- Aufgabe 1: Wer hat dem Textauszug über die Psychologie des Klimahandelns zufolge den Treibhauseffekt von CO2 in der Atmosphäre vor 130 Jahren genauer beschrieben?
- Aufgabe 2: Übersetzen Sie aus dem Textauszug über die Psychologie des Klimahandelns diesen Satz ins Englische: „Wenn Schüler in 50 Jahren über diese Achtlosigkeit und ihre Konsequenzen in der Schule lernen, werden sie sich an den Kopf greifen.“
- Aufgabe 3: Führen Sie den Textauszug über die Psychologie des Klimahandelns im Anschluss an den letzten Listenpunkt weiter.

- Textauszug:
--- --- ---

Wenn man beachtetet, dass der Treibhauseffekt von CO2 in der Atmosphäre bereits vor 130 Jahren vom schwedischen Physiker und Chemiker Arrhenius genauer zu beschrieben wurde und dann seit den 1980-igern zunehmend öffentlich diskutiert wird und es seit 1992 eine UN Rahmenkonvention gibt, stellt sich die Frage, warum diese Erkenntnis die Entscheidungen und das Handeln vom Bürger bis zu den Regierenden so wenig beeinflusst hat und noch immer viel zu wenig beeinflusst. Wenn Schüler in 50 Jahren über diese Achtlosigkeit und ihre Konsequenzen in der Schule lernen, werden sie sich an den Kopf greifen. Diese unsere Blindheit hat aber eine Psycho-Logik und darüber handelt dieser Abschnitt. Seit März 2022 gibt es ein hervorragendes, für Laien gut lesbares Buch von der Salzburger Umweltpsychologin Isabella Uhl-Hädicke "Warm machen wir es nicht einfach?" im Molden Verlag, das ich wärmstens empfehlen kann!

Zunächst aber einige Ergebnisse aus dem Soziales Nachhaltigkeitsbarometer in der Energie- und Verkehrswende (SBN):

  • Die Einstellung der Bevölkerung zur Notwendigkeit einer Energie- und Verkehrswende ist positiv.
  • Es wird erwartet, dass durch diese Wende auch positive Nebeneffekte auf Gesundheit, Sicherheit
  • Einer Mehrheit geht der Wandel zu langsam
  • Es wird gefordert, dass die Maßnahmen gut und längerfristig und bürgernah geplant, kosteneffizient und verhältnismäßig sind.
  • Den Menschen ist wichtig, dass es dabei sozial gerechter zugeht. Die Maßnahmen sollen also ärmere Menschen nicht stärker belasten. Es würde also z.B. erwartet, dass bei einer CO2-Steuer ein Teil (z.B. die Hälfte) der Einnahmen darauf verwendet wird, die Belastung von sozial schwächeren auszugleichen.
  • Die Zustimmung zu Maßnahmen ist hoch, wenn diese allgemein formuliert werden und sinkt, wenn es so konkret wird, dass persönliche Einschränkungen oder Notwendigkeiten zum Umlenken ersichtlich werden.
  • Es wird von einer großen Mehrheit begrüßt, dass die Möglichkeit zur Partizipation an den Entscheidungen eröffnet wird, aber nur eine Minderheit möchte selbst daran teilnehmen.

--- --- ---

(Einträge aus einer Datenquelle)
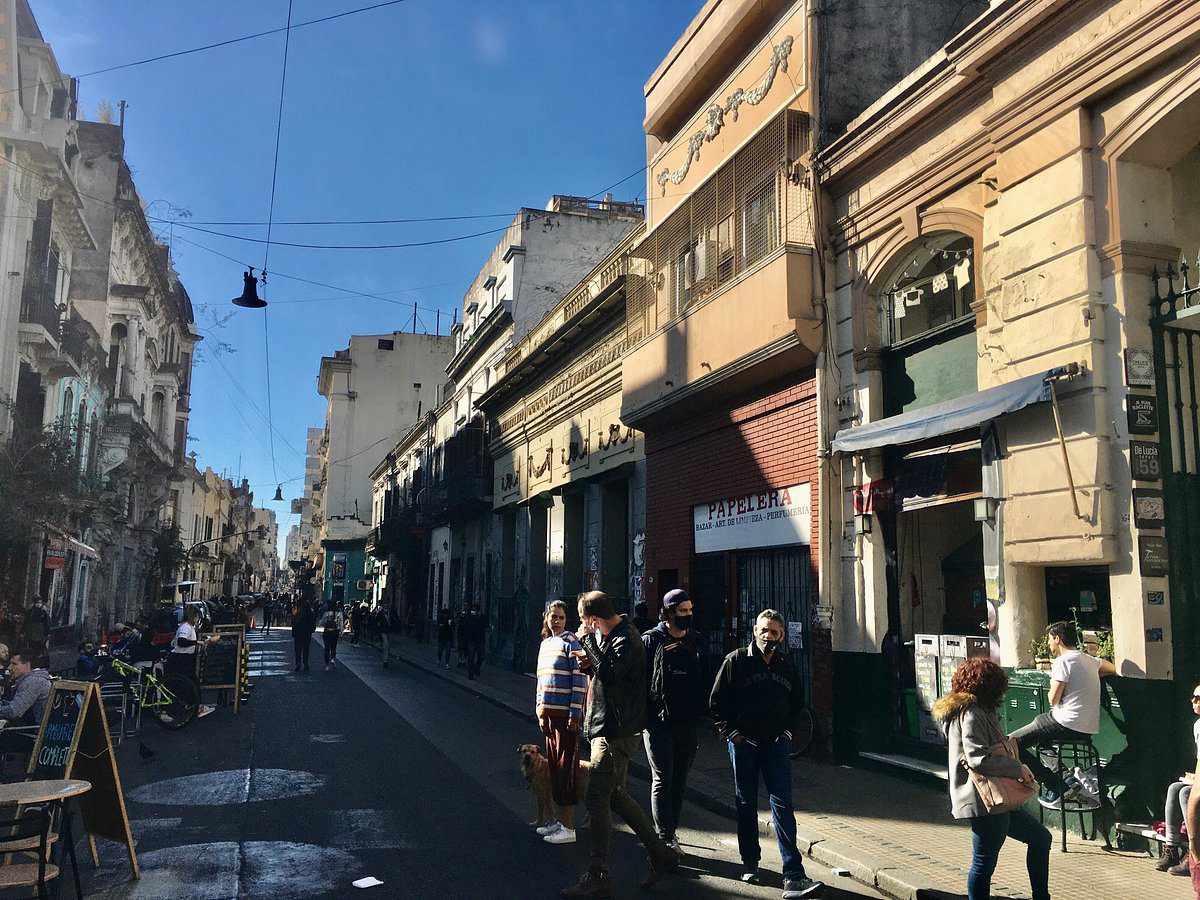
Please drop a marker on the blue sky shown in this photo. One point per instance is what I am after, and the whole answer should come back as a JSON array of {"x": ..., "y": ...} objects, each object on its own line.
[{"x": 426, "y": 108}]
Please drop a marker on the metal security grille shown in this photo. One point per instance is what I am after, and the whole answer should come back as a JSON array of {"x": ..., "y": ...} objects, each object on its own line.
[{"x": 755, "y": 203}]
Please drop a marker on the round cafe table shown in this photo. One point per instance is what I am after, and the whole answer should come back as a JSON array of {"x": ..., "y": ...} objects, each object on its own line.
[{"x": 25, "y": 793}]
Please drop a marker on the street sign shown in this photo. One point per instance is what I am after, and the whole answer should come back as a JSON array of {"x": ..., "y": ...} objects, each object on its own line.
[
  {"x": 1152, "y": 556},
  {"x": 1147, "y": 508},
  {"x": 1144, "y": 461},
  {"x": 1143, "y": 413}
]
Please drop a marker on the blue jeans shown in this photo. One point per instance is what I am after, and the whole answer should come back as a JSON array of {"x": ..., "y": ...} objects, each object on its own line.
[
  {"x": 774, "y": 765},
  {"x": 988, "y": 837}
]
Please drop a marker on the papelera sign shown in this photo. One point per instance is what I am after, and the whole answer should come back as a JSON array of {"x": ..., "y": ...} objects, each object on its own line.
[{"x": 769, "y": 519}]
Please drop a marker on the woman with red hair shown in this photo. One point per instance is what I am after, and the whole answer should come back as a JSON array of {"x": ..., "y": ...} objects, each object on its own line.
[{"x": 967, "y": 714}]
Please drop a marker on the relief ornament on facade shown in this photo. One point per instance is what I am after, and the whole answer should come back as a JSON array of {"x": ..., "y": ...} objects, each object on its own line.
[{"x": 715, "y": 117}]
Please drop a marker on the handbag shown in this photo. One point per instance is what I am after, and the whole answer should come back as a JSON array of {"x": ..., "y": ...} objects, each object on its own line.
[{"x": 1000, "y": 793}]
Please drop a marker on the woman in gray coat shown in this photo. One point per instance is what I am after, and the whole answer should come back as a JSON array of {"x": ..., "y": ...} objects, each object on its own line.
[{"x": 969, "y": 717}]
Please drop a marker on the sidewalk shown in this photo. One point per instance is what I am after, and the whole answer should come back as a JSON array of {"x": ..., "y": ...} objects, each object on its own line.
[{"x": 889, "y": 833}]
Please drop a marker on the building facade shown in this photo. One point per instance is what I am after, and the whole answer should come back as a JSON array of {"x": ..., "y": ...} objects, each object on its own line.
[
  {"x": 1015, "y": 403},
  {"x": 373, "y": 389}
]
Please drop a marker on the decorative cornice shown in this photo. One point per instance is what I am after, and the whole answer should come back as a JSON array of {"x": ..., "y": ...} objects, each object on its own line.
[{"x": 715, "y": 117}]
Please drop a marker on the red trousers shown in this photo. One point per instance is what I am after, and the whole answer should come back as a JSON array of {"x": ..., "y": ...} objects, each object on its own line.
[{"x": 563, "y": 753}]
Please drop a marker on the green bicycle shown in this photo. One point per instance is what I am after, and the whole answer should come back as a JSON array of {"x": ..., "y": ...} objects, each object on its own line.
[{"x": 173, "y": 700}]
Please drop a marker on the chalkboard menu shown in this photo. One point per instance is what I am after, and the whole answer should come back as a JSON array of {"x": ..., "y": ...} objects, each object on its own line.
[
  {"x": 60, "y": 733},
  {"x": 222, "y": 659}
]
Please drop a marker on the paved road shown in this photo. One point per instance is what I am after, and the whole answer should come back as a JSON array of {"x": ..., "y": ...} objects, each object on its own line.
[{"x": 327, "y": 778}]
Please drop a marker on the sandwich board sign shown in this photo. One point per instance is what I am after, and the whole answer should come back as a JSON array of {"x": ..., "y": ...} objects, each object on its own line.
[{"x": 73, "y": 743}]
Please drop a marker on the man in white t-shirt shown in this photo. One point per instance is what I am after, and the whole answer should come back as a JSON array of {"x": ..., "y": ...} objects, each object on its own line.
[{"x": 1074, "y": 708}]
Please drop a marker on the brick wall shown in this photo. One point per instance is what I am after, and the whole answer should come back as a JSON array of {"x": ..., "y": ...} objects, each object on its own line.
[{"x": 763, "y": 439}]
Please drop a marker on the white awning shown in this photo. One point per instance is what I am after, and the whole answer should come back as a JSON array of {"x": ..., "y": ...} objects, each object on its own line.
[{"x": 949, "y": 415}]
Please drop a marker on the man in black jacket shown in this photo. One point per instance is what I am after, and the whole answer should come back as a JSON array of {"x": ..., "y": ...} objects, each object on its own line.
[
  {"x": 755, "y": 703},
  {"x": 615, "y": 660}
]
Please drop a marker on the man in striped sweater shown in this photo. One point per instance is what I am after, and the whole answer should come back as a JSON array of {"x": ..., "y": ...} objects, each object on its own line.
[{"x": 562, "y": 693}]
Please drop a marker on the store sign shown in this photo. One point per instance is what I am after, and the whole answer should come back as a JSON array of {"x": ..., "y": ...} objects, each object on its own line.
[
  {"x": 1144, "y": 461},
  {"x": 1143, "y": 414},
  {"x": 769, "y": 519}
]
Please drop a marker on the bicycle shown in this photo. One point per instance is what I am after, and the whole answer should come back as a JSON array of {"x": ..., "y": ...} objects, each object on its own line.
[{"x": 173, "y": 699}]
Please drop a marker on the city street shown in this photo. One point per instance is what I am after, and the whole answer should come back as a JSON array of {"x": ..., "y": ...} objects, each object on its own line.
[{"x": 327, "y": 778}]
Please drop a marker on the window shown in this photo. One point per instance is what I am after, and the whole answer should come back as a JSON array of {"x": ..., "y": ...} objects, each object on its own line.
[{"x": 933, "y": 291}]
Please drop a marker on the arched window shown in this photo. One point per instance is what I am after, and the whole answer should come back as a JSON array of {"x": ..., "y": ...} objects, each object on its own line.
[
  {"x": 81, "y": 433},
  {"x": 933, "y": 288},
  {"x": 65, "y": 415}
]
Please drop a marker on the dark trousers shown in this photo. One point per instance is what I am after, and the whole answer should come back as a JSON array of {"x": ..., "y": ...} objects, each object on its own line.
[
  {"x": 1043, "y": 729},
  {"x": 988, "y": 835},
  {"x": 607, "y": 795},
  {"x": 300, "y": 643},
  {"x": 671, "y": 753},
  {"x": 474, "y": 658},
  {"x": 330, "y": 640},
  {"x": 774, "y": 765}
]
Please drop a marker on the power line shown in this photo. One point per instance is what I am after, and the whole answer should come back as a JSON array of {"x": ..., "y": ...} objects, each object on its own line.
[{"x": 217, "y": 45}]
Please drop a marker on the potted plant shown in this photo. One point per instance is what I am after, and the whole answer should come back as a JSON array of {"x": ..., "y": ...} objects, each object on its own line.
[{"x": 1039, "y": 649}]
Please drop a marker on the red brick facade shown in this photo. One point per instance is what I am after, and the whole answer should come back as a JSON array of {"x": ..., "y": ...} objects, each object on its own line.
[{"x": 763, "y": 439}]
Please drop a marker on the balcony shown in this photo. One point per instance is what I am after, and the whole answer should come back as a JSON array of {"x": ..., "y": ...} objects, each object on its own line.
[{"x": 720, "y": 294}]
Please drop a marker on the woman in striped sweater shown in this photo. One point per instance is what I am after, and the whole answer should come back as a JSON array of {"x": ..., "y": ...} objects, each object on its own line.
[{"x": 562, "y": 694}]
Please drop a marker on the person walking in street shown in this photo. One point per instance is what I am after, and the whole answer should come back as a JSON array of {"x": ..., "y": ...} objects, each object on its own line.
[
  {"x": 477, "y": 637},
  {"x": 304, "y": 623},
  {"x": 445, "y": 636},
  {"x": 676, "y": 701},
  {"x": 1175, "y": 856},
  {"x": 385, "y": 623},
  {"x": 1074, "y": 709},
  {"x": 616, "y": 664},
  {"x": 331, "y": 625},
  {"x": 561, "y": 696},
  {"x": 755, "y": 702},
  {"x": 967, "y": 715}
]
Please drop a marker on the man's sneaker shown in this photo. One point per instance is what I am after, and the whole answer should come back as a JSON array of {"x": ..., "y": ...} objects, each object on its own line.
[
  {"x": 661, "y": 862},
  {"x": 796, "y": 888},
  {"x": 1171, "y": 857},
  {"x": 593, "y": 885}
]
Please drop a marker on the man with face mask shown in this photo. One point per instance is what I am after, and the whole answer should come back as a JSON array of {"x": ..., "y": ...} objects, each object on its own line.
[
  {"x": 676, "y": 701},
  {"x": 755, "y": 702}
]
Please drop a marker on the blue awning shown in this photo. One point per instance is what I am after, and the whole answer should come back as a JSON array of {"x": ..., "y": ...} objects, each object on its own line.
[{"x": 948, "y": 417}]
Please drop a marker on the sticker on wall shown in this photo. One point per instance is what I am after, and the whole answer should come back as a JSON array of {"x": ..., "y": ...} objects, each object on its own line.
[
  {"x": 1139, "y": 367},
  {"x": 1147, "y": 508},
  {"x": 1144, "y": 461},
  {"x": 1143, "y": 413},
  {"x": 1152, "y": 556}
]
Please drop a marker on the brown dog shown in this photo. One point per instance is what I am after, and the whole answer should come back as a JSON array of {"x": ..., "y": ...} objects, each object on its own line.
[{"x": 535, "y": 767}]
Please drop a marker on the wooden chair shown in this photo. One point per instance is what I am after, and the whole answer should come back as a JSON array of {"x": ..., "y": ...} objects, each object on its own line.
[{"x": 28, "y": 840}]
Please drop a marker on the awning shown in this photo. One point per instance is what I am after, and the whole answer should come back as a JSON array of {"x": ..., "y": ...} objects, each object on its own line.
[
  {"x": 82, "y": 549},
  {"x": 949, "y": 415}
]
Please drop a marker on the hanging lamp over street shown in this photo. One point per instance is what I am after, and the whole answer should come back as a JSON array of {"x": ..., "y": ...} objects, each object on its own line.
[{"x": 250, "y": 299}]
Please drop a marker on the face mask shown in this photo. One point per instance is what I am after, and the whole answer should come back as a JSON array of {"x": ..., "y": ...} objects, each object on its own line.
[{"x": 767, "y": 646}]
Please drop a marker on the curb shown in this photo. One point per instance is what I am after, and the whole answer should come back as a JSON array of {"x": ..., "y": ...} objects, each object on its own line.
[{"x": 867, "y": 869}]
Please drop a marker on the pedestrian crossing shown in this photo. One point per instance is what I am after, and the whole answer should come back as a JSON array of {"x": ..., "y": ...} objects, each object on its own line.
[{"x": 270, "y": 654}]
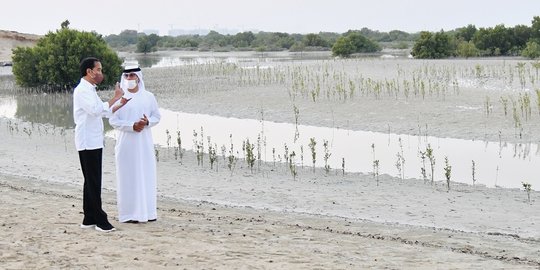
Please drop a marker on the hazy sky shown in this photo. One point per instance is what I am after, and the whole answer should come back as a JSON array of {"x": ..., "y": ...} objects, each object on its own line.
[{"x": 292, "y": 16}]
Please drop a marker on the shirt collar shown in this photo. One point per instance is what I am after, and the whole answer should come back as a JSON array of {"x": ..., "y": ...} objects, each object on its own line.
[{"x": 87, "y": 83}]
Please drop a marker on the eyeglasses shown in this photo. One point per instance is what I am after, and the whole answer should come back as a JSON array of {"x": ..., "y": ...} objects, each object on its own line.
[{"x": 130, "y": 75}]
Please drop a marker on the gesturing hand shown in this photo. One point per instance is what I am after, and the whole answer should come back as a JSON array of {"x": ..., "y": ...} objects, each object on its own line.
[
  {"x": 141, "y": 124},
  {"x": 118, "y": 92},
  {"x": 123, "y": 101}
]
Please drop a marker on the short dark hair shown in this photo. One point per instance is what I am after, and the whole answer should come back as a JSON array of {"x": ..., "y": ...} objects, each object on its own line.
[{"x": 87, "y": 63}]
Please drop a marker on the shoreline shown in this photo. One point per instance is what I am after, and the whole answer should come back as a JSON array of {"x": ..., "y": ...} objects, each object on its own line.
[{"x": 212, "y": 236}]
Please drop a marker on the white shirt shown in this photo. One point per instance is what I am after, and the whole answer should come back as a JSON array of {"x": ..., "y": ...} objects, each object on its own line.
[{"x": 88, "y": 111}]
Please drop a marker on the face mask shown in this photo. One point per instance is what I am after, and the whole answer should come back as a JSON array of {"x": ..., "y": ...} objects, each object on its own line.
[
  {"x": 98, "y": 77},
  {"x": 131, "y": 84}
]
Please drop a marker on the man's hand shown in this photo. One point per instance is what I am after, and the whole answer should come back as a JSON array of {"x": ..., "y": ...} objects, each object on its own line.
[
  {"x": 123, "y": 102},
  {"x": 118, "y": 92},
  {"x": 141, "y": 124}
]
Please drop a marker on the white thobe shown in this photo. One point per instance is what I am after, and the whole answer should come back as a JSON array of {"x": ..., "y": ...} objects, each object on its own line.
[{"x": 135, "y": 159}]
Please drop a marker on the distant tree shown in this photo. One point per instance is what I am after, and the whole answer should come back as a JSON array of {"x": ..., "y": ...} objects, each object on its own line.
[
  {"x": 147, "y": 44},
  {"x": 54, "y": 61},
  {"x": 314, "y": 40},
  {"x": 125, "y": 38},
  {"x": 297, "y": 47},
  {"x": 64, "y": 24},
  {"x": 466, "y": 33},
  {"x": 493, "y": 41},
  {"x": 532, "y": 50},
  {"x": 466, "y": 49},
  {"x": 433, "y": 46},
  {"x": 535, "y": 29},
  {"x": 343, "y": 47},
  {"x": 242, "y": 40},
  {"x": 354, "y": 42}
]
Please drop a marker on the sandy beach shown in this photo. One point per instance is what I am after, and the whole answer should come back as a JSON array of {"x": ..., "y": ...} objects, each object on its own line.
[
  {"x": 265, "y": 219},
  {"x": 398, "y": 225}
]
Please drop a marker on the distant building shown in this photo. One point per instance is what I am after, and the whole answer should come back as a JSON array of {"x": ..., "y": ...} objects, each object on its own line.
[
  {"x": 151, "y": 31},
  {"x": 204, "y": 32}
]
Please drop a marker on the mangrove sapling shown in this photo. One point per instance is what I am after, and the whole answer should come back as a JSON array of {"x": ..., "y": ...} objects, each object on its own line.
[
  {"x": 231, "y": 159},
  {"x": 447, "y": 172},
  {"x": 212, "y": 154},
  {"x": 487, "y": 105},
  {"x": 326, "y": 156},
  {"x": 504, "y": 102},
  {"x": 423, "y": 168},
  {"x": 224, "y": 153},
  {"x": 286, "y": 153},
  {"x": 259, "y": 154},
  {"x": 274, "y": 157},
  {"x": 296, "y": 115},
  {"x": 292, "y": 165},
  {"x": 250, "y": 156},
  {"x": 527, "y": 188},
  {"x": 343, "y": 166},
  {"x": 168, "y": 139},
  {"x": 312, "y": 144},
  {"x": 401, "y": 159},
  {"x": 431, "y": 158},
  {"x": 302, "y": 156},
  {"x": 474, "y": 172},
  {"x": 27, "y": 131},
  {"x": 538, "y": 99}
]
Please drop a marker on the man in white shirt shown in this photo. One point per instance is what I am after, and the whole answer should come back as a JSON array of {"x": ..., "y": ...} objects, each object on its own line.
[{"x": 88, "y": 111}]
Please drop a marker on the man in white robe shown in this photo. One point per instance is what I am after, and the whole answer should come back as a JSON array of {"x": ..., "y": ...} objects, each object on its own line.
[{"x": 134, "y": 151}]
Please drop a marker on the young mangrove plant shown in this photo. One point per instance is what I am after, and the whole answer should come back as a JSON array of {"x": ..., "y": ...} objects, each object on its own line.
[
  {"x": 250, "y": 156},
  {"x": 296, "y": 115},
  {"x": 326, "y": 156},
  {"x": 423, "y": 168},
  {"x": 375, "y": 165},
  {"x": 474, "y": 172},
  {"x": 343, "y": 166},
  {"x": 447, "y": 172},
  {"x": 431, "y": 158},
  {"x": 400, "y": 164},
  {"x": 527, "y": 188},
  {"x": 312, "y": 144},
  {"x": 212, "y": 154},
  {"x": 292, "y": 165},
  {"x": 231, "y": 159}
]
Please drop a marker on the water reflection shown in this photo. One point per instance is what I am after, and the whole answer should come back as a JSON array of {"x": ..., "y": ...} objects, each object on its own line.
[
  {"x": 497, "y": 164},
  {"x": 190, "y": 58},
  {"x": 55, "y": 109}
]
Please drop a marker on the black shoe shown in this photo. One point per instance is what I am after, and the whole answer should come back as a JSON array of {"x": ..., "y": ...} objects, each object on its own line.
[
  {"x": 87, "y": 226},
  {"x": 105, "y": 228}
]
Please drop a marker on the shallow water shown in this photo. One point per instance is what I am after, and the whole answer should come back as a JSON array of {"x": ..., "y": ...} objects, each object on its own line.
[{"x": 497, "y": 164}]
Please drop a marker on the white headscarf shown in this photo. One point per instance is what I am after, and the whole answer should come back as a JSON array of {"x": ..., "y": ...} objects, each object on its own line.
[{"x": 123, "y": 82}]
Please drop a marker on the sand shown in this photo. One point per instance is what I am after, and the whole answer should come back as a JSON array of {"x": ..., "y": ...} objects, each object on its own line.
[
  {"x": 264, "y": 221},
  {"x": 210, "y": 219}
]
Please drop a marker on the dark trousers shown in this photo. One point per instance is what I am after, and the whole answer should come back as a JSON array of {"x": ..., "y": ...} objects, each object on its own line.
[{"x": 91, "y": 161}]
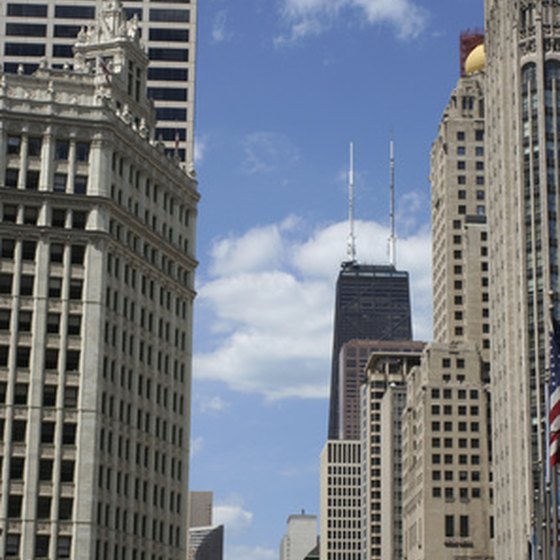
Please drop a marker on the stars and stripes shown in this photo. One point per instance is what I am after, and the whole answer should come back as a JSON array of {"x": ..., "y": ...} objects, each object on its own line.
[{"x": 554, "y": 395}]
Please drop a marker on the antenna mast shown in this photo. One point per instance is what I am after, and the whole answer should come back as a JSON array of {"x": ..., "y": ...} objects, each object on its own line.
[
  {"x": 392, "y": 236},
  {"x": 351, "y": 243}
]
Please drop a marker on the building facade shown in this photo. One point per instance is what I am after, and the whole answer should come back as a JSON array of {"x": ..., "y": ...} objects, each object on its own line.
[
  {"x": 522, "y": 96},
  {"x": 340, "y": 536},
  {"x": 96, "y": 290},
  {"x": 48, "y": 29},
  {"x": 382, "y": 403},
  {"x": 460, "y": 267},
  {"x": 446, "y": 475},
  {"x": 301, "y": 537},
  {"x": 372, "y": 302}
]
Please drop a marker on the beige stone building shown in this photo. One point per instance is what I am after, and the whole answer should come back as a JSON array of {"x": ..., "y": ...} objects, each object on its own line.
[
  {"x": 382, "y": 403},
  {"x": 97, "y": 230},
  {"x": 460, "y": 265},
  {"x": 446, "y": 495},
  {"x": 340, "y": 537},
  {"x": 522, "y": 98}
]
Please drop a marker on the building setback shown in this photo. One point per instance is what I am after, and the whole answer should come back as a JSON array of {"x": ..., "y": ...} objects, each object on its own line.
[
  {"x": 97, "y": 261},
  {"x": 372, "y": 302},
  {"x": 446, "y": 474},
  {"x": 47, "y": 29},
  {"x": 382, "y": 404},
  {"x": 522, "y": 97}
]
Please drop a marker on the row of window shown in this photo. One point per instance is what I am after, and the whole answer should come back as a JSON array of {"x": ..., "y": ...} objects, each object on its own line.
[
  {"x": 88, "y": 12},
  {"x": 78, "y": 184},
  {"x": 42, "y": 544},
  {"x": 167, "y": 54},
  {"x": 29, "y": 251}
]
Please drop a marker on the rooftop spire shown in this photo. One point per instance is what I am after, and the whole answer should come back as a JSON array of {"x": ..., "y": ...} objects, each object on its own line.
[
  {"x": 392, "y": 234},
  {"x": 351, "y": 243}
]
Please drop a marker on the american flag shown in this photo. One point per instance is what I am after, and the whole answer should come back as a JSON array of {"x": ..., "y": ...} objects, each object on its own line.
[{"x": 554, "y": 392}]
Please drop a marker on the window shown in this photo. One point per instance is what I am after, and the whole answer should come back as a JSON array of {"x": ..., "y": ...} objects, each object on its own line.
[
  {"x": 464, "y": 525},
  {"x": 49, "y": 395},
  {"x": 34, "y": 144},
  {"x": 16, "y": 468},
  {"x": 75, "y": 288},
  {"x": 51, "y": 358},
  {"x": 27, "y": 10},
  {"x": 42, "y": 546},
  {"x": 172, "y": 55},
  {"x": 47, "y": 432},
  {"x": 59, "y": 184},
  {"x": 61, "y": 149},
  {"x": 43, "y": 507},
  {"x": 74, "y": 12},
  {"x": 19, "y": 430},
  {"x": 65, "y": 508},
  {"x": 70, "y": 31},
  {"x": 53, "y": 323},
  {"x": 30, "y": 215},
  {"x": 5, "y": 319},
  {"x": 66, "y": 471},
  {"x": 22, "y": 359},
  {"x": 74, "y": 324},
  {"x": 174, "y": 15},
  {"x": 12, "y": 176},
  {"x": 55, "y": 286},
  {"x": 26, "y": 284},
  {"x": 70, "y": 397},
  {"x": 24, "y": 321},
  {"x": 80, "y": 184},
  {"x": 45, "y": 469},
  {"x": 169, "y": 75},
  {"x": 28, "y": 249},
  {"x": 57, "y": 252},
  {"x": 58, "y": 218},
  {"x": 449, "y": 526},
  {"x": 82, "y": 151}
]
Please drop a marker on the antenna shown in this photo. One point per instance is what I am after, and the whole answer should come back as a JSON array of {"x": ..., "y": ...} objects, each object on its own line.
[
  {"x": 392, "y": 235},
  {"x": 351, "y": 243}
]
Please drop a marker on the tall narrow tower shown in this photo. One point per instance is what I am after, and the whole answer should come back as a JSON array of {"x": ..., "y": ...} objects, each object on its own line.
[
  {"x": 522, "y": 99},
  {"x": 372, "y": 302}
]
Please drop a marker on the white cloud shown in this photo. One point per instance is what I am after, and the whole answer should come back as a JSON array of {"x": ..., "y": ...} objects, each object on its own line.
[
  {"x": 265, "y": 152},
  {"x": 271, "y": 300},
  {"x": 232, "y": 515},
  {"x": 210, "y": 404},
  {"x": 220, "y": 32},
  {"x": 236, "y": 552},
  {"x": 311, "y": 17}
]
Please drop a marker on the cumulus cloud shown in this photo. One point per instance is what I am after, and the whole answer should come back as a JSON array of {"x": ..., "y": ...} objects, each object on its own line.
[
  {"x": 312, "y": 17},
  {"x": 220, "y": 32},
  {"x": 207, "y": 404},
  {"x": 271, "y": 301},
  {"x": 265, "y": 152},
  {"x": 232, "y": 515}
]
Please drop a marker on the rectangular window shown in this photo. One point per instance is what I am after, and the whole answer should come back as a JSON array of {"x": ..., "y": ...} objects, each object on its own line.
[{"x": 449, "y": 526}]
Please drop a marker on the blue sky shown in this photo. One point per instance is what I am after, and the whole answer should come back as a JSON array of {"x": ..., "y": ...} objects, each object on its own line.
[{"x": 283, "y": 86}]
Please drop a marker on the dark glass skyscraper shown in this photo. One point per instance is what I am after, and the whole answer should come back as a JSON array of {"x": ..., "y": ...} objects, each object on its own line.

--- --- ---

- Antwort 1: Der schwedische Physiker und Chemiker Arrhenius.

- Antwort 2: When students learn about this carelessness and its consequences at school 50 years from now, they will shake their heads in disbelief.

- Antwort 3:
Folgende Herausforderungen werden bei der Energie- und Verkehrwende gesehen:

SNB21 Herausforderungen.png

„Bei allen gegebenen Ambivalenzen und Unzufriedenheiten: Dass die Menschen die Notwendigkeit der Energiewende bejahen, notwendige Schritte auch mittragen wollen und bereit sind, Belastungen in Maßen zu akzeptieren, sind positive Zeichen, die von der Politik jetzt auch als Ermutigung für einen effektiven Klimaschutz gesehen werden können“, sagt Ortwin Renn vom IASS. „Die Energiewende kann nur zusammen mit der Gesellschaft gelingen. Für den Erfolg der Energie- und Verkehrswende gilt es dabei nicht nur motivierende Formen der Bürgerbeteiligung einzuplanen, sondern auch soziale Fairness und Gerechtigkeit, Augenmaß und Verhältnismäßigkeit im Blick zu behalten.“

Einige Lösungsansätze seien gleich vorausgeschickt:

  • Jeder von uns hat bzgl. klimaschonendem Verhalten einige Stärken und viele Baustellen. Wenn jeder von uns den anderen stolz seine Stärken zeigt und vermittelt, nutzen wir unsere soziale Natur positiv, stärken die Gemeinschaft und den Mut zu Veränderung.
  • Statt vor der in Vielfalt und Gewichtigkeit übermenschlich großen Zahl von Umstellungen in Schockstarre oder Übersprunghandlungen zu verfallen, sollten wir erst mit niedrig hängenden Früchten beginnen. Das stärkt unsere Selbstwirksamkeit und wir trauen uns dann zu zunehmend rascher und zunehmend schwierigere Verhaltensänderungen in Angriff zu nehmen. Es entsteht eine Lawine von Verhaltensänderungen.
  • Fast alle Maßnahmen zum Klimaschutz haben positive Nebeneffekte auf die körperliche und psychische Gesundheit, auf den Zusammenhalt und auf die Jugend. Indem wir diese herausstreichen und in Erfahrung bringen, erzielen wir den Klimaeffekt als positiven Nebenwirkung und vergrößern unsere Energie.

Die 29 Drachen der Klimapassivität

Robert Gifford hat bereits 2011 29 psychologische Drachen identifiziert, die uns hindern etwas gegen die Klimakrise zu tun

Die Klimakrise vereinigt viele ungünstige Merkmale auf sich:

(übrigens gibt es da viele parallelen zur Coronapandemie)

  • sich fast unmerklich langsam anschleichender,
  • unsichtbarer und anonymer Gegner (CO2)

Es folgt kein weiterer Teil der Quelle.